Textauszug:

----------------

# Lehrgang/ Fischereischein in Englisch



## SFVNOR (7. April 2016)

Moin Moin,

Ich habe einen Arbeitskollegen aus den USA der gerne den Fischereischein machen möchte um in DE angeln zu dürfen. Leider ist der Kollege nicht der deutschen Sprache mächtig.

*Frage ?
Gibt es in Hamburg die Möglichkeit den Fischereischein in der englischen Sprache sammt Prüfung zu absolvieren ?*

Leider können die Ämter oder z.B. der ASV Hamburg keine Informationen geben :-(

Habt Ihr eine Idee ?

Danke für eure Nachrichten.

Gruß und Petri,

Stefan


----------



## fish4fun (7. April 2016)

*AW: Lehrgang/ Fischereischein in Englisch*

Wenn er seinen Wohnsitz im Ausland hat, könnte er so einen Schein bekommen. Schau einmal hier: http://www.angeltreff.org/gesetze/was_denn_noch_.html :m


----------



## SFVNOR (8. April 2016)

*AW: Lehrgang/ Fischereischein in Englisch*



fish4fun schrieb:


> Wenn er seinen Wohnsitz im Ausland hat, könnte er so einen Schein bekommen. Schau einmal hier: http://www.angeltreff.org/gesetze/was_denn_noch_.html :m



Moin Moin,

Danke #h

Gruß,

Stefan


----------

----------------

Datensätze:
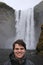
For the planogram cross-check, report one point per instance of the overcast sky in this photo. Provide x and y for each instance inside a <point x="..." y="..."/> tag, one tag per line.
<point x="21" y="4"/>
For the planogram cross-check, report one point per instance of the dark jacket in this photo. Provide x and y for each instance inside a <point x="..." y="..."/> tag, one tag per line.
<point x="13" y="61"/>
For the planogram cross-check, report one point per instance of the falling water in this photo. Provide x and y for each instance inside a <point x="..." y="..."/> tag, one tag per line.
<point x="25" y="27"/>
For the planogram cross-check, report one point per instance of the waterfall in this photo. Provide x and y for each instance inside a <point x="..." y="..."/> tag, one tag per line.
<point x="25" y="27"/>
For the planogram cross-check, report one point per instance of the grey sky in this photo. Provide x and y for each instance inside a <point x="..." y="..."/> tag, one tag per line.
<point x="21" y="4"/>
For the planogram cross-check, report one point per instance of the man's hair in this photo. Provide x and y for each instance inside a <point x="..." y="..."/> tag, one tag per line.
<point x="19" y="42"/>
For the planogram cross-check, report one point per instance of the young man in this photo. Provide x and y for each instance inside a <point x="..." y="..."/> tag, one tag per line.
<point x="18" y="56"/>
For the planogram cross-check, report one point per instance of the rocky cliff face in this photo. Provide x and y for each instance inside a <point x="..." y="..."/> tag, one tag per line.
<point x="7" y="23"/>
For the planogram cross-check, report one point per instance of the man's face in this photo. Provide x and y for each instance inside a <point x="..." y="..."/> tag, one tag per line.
<point x="19" y="51"/>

----------------

Kopieren Sie aus dem Forenthread zum englischsprachigen Fischereischein buchstabengetreu den Abschnitt, der mit „Ich habe einen“ beginnt und sich bis einschließlich „deutschen Sprache mächtig.“ erstreckt. Die obigen Zeilen werden hierfür nicht benötigt.

Ich habe einen Arbeitskollegen aus den USA der gerne den Fischereischein machen möchte um in DE angeln zu dürfen. Leider ist der Kollege nicht der deutschen Sprache mächtig.